§ Supplied records:
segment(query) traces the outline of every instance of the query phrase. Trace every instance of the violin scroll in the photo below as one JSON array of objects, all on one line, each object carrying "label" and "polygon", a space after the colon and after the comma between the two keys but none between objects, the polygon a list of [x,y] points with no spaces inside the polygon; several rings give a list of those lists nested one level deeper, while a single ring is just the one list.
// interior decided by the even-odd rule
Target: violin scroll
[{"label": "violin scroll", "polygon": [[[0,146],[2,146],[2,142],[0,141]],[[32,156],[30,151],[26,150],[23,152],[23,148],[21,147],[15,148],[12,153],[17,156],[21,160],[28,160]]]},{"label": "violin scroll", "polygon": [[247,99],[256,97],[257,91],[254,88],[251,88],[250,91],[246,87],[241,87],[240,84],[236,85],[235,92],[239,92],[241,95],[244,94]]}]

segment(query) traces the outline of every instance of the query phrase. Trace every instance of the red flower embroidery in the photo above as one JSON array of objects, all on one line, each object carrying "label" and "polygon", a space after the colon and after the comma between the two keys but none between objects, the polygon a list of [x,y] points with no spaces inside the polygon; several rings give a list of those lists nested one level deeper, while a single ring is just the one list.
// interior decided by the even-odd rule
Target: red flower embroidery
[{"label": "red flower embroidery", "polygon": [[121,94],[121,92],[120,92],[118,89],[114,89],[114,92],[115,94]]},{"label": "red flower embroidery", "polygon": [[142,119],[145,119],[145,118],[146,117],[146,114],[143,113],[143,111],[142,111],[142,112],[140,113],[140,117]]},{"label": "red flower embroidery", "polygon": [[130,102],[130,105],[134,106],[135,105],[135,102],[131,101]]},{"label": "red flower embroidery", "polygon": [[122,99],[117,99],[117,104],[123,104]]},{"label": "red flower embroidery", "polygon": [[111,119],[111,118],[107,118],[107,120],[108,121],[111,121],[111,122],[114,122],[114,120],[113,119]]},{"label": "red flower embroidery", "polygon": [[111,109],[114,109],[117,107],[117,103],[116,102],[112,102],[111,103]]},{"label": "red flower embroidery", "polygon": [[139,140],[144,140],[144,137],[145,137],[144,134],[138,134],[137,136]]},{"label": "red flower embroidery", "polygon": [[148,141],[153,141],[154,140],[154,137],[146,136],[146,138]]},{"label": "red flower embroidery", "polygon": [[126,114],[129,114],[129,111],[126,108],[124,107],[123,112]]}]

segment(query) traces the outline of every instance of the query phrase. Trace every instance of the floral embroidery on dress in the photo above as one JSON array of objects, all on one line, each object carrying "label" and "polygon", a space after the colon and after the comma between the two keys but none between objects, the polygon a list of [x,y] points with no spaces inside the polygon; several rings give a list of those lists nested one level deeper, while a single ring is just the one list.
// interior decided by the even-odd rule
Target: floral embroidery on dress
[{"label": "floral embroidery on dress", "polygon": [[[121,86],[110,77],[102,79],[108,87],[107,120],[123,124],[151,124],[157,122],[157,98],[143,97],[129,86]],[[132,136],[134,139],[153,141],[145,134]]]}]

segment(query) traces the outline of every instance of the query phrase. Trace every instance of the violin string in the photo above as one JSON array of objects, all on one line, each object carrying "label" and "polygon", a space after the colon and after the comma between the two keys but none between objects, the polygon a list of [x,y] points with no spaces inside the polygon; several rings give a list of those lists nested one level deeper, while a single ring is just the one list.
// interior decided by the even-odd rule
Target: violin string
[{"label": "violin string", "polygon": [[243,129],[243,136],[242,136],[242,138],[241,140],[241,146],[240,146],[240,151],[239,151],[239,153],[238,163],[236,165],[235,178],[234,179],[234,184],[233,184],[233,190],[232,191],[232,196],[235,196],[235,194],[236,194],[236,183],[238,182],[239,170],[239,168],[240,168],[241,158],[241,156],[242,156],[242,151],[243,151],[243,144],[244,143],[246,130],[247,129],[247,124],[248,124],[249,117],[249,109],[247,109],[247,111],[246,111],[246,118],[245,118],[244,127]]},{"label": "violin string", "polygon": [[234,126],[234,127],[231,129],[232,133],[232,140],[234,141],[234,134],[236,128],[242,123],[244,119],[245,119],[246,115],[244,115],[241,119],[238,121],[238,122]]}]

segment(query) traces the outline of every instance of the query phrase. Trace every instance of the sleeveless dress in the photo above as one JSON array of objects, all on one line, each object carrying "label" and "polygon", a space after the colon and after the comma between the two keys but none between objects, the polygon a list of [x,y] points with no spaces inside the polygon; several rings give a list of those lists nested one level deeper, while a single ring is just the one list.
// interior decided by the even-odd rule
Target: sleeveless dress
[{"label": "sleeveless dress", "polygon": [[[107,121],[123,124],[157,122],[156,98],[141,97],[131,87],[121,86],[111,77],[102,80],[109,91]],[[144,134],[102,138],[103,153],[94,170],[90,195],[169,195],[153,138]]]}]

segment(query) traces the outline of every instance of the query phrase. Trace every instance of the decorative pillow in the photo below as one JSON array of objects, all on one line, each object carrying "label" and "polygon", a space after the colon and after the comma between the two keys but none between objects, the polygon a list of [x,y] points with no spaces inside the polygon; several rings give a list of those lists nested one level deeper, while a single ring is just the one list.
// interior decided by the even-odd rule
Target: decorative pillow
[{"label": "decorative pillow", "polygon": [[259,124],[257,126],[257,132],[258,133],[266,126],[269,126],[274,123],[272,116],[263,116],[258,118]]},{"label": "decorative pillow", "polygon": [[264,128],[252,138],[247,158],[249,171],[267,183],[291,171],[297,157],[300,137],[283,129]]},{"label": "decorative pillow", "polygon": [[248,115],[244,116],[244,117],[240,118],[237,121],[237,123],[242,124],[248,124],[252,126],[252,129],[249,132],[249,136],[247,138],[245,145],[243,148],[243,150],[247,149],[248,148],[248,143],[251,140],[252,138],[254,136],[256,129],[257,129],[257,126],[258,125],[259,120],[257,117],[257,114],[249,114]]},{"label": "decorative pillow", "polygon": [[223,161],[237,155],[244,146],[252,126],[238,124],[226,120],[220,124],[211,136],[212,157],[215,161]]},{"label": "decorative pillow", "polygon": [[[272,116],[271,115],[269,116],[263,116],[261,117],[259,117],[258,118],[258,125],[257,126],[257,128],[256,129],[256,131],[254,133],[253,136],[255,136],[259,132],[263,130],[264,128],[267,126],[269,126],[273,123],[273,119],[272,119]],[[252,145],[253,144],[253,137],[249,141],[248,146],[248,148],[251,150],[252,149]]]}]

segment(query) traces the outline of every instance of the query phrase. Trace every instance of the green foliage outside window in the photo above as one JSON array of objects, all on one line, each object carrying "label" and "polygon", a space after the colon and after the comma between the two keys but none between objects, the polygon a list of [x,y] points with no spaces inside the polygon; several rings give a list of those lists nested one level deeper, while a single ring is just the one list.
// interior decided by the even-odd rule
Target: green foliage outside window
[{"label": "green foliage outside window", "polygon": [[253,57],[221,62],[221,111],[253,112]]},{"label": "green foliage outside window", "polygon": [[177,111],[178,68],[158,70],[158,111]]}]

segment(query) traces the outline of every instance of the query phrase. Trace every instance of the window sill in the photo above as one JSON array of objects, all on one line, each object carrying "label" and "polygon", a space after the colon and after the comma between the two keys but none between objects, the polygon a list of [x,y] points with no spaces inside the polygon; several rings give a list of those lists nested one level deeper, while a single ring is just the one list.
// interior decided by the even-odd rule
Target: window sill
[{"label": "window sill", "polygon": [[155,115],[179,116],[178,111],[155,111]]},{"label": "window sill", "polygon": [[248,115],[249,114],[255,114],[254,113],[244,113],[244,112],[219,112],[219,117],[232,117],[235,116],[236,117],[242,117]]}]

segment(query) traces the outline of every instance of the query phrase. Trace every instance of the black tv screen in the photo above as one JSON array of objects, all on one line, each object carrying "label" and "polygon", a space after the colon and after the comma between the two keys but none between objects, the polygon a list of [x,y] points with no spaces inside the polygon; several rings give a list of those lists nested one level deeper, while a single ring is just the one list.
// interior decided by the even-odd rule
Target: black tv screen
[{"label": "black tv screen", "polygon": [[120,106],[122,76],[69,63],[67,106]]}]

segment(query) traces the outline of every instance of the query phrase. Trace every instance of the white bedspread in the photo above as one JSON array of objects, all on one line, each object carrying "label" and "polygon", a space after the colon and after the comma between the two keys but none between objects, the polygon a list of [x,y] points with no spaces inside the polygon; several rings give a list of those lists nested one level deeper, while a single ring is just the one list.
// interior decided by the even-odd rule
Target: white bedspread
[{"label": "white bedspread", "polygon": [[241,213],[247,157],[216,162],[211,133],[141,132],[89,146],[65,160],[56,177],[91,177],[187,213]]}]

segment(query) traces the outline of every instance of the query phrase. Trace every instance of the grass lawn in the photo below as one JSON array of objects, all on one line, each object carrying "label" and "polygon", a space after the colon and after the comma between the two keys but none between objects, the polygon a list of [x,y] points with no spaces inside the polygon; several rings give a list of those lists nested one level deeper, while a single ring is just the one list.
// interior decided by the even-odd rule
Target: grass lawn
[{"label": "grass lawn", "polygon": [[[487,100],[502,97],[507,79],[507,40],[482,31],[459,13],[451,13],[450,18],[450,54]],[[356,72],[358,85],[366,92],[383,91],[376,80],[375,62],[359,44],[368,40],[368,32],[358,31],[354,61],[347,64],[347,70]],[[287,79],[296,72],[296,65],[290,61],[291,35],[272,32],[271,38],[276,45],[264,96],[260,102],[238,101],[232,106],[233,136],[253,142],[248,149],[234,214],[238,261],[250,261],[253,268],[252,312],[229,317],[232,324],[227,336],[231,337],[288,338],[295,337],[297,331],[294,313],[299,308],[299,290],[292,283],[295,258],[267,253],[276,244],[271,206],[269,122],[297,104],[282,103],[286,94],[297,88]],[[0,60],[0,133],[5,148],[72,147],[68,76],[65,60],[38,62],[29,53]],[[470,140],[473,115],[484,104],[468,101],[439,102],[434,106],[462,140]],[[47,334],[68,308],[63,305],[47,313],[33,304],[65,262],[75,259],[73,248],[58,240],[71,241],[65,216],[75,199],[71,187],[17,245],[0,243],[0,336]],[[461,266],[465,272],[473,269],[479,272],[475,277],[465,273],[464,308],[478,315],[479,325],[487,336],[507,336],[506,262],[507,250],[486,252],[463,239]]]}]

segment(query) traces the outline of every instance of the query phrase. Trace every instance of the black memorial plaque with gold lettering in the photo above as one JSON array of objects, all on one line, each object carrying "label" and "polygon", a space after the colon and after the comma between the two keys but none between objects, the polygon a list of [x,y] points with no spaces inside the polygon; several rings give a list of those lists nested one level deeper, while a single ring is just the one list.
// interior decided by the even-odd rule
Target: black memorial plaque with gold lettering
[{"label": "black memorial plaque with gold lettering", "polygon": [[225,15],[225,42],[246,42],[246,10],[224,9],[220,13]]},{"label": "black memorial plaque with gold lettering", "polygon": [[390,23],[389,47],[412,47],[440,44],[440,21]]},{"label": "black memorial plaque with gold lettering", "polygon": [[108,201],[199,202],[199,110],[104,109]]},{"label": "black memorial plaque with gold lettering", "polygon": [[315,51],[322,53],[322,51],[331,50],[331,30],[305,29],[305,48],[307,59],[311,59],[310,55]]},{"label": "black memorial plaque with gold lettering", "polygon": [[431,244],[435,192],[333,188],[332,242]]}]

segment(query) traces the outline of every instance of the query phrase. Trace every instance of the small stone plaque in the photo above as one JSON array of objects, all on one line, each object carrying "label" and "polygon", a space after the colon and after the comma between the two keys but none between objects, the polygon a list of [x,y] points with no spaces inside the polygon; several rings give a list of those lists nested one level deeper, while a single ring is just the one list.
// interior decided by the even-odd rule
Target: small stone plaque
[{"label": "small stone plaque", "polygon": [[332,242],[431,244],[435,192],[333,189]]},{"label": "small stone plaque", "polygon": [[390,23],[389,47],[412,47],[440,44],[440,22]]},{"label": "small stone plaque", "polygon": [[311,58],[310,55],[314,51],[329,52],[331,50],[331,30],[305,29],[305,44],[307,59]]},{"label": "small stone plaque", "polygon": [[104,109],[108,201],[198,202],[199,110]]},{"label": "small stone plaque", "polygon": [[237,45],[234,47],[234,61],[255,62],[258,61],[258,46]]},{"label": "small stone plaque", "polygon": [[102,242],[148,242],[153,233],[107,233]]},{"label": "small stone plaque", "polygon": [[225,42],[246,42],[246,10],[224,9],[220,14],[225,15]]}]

§ Given problem:
Copy out the lines from the one containing "the violin string" through the one containing "Target: violin string", renaming "violin string" as "cello string" and leaving everything else as it stands.

§ Solution for this task:
segment(query) traces the outline of every instance of the query phrase. Trace every instance of the cello string in the photo above as one JSON array of objects, all on one line, each object carrying "label" and "polygon", a space after the colon and after the comma between the two keys but none between objects, the polygon a list of [x,y] points with no spaces inside the polygon; several rings give a list of those lists nested one level deeper, while a single ring is just the one list.
// interior decided by the even-odd rule
Target: cello string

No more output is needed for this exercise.